§ **Data provided**:
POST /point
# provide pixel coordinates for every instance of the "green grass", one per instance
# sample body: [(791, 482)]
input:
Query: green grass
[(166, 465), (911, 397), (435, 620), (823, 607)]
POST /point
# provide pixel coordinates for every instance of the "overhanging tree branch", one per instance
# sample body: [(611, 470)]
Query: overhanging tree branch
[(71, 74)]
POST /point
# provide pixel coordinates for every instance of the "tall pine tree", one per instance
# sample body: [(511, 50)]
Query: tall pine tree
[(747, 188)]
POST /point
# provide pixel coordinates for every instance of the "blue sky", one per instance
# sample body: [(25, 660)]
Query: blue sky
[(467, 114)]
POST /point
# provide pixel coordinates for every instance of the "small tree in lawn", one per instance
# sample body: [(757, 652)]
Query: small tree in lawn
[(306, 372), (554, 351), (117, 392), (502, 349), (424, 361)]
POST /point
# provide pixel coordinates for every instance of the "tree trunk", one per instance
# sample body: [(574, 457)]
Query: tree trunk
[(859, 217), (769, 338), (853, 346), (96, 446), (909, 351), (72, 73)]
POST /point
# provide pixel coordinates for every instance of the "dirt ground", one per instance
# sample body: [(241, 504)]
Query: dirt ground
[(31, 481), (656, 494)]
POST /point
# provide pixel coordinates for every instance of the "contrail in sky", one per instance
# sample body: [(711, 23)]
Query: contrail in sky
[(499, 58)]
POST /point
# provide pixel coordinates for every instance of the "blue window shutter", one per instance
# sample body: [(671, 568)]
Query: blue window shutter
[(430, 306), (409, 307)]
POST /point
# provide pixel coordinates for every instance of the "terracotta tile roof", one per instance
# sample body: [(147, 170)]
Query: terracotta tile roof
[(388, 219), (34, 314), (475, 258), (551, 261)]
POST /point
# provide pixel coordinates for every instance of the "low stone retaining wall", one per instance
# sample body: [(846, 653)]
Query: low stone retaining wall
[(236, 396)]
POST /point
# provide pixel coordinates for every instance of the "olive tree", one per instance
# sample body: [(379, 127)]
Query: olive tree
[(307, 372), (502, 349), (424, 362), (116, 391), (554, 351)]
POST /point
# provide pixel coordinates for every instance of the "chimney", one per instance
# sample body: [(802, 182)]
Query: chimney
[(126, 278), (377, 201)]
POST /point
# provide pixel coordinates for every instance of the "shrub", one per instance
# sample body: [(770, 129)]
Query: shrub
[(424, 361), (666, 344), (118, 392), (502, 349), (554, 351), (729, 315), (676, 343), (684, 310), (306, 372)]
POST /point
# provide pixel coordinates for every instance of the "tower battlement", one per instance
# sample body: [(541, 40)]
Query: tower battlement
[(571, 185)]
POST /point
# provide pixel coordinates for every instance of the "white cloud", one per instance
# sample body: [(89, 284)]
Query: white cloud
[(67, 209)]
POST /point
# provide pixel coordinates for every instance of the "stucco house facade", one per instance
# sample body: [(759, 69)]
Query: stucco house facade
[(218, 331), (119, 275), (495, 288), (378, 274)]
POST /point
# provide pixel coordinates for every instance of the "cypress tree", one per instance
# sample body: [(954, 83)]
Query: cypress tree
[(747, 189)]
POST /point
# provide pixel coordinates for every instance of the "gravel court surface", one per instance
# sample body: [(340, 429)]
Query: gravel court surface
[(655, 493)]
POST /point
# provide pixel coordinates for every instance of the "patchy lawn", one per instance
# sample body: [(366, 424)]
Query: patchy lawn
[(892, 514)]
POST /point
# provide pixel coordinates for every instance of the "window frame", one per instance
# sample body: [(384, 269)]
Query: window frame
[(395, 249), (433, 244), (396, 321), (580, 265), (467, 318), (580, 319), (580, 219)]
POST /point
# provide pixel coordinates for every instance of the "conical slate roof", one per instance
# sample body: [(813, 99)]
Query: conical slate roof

§ **Task to complete**:
Copy out exactly the lines between the line with "# sample body: [(384, 269)]" and the last line of the entries, counting both of those lines.

§ **Problem solution**:
# sample body: [(384, 269)]
Query: window frame
[(395, 249), (433, 244), (396, 321), (580, 265), (467, 318), (580, 319), (580, 219)]
POST /point
# provide pixel coordinates for every instance of the "conical slate roof", one per instance
# sample body: [(813, 99)]
Query: conical slate roof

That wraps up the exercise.